Begin The input

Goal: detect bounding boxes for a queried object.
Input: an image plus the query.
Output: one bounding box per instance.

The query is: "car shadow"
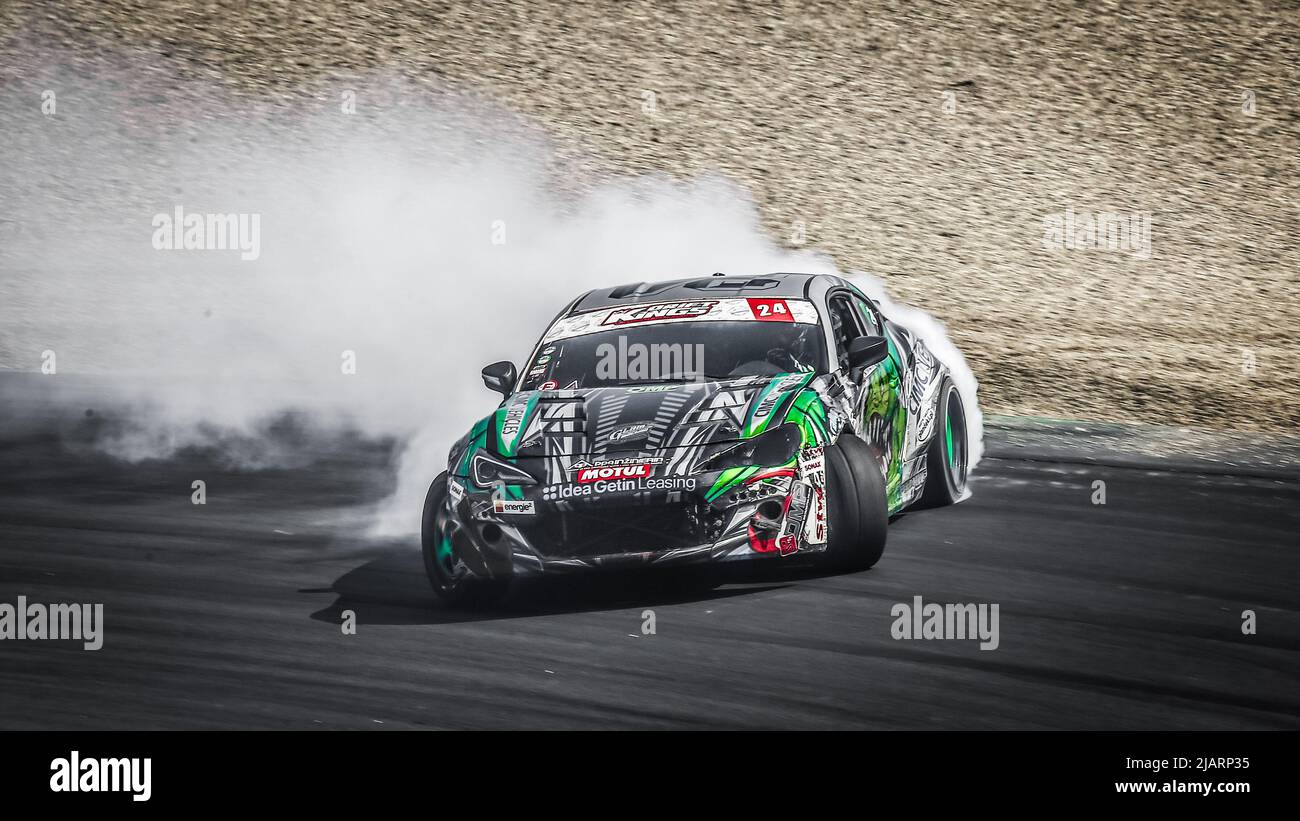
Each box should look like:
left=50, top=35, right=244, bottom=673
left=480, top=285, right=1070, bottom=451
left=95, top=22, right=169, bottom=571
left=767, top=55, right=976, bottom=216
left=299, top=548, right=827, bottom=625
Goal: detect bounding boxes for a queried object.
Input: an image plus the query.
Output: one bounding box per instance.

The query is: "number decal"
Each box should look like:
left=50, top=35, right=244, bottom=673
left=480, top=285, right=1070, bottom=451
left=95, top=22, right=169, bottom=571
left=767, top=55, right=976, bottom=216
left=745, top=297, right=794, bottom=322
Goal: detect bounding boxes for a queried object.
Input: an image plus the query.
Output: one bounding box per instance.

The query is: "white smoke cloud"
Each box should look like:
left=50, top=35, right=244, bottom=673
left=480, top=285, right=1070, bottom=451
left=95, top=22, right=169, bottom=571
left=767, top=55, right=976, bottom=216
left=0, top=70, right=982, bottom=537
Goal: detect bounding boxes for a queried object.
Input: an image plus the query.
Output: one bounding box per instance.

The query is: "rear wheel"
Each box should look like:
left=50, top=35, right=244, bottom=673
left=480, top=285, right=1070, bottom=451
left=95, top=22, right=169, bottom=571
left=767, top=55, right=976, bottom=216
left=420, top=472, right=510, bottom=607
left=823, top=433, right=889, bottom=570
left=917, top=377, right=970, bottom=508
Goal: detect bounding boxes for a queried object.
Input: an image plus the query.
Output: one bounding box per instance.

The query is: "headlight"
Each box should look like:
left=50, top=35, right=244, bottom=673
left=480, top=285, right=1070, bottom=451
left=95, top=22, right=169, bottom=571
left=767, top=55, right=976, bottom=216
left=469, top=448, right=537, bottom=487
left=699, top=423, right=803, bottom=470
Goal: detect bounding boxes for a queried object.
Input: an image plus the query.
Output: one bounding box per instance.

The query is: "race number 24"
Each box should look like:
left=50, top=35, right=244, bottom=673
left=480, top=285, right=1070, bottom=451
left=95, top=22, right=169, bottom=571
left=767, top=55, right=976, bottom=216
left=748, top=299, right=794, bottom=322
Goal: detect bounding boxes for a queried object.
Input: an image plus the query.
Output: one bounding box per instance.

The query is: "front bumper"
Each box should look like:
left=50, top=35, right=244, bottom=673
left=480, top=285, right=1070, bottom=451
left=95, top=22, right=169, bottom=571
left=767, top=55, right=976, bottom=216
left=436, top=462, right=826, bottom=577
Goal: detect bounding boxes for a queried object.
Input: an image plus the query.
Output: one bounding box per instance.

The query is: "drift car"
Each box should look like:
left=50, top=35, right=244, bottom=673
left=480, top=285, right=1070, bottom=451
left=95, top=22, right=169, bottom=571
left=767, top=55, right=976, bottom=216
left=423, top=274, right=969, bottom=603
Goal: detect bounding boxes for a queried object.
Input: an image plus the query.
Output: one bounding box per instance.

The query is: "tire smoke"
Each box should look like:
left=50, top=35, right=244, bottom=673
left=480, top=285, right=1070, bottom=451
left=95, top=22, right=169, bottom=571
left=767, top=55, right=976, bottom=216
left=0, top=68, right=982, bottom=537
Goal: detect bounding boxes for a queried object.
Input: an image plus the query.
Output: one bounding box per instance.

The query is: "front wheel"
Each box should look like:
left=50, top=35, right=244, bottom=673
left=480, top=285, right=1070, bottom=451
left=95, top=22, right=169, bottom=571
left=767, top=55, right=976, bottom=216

End The input

[Short problem] Retype all of the items above word for word, leaving out the pictures.

[Exercise output]
Goal: detect bounding boxes for a queried object.
Input: an image plus the query.
Output: one bounding box per instance.

The query is: "car shadow"
Each box should look like:
left=50, top=35, right=244, bottom=673
left=480, top=285, right=1070, bottom=451
left=95, top=22, right=169, bottom=571
left=767, top=55, right=976, bottom=216
left=299, top=548, right=827, bottom=625
Goal: detect bounding boxes for a queried object.
Input: an image plus the query.
Output: one bounding box per instance.

The query is: "number decal"
Each box should look like:
left=50, top=35, right=244, bottom=673
left=480, top=285, right=1070, bottom=451
left=95, top=22, right=169, bottom=571
left=767, top=55, right=976, bottom=216
left=745, top=297, right=794, bottom=322
Goal: detect bounding boxes for a queried object.
Input: an image plus the query.
Output: one bounding box per instance.

The query is: "white smoke cloud"
Each box should look like:
left=50, top=35, right=244, bottom=673
left=480, top=285, right=1070, bottom=451
left=95, top=22, right=169, bottom=571
left=767, top=55, right=976, bottom=216
left=0, top=70, right=982, bottom=537
Goal: detect bounding boxes for a queried object.
Input: an image plus the query.
Output: one bounding box per instance.

The query is: "rear wheel"
Each box should look like:
left=50, top=35, right=244, bottom=673
left=480, top=285, right=1070, bottom=451
left=95, top=22, right=169, bottom=571
left=767, top=55, right=976, bottom=216
left=420, top=472, right=510, bottom=607
left=823, top=433, right=889, bottom=570
left=917, top=377, right=970, bottom=508
Goal: detect bounding boxes for a queried object.
Input: an image plus the query.
Output: one bounding box per instance.

The query is: "headlight"
Each box should look like:
left=50, top=35, right=244, bottom=673
left=480, top=285, right=1070, bottom=451
left=95, top=22, right=169, bottom=571
left=767, top=55, right=976, bottom=216
left=469, top=448, right=537, bottom=487
left=699, top=423, right=803, bottom=470
Goal: detect bounding boxes for a queried object.
Input: an image plus the query.
Output: one bounding box per instance.

The query is: "race number 24"
Each box should look like:
left=50, top=35, right=244, bottom=673
left=480, top=285, right=1070, bottom=451
left=95, top=22, right=169, bottom=571
left=767, top=55, right=976, bottom=216
left=748, top=299, right=794, bottom=322
Goal: detect bounding boxes for a queried object.
Input: an image plus the query.
Output: one bounding box per instance.

The query is: "front bumper"
Each box should look like:
left=50, top=35, right=244, bottom=673
left=480, top=285, right=1070, bottom=451
left=95, top=22, right=169, bottom=571
left=767, top=55, right=976, bottom=216
left=436, top=462, right=826, bottom=577
Goal: detect bounding boxes for a queried object.
Input: an image plus the query.
Output: one bounding box per instance.

The query is: "drift car"
Each box should look like:
left=50, top=35, right=244, bottom=673
left=480, top=285, right=1070, bottom=451
left=95, top=22, right=169, bottom=571
left=767, top=55, right=976, bottom=216
left=423, top=274, right=969, bottom=603
Goal: detect bounding boxes for a queried object.
Input: an image plus the query.
Output: one bounding box per instance.

The query is: "tire smoke"
Each box should look like:
left=50, top=35, right=244, bottom=673
left=480, top=285, right=1070, bottom=451
left=95, top=22, right=169, bottom=571
left=767, top=55, right=976, bottom=216
left=0, top=68, right=982, bottom=537
Goal: detect bounding boxes for a queried object.
Input: an image plus the query.
Output: one bounding box per instance.

The query is: "front wheel"
Each box should look like:
left=50, top=35, right=244, bottom=673
left=480, top=285, right=1070, bottom=451
left=95, top=22, right=169, bottom=571
left=767, top=55, right=976, bottom=216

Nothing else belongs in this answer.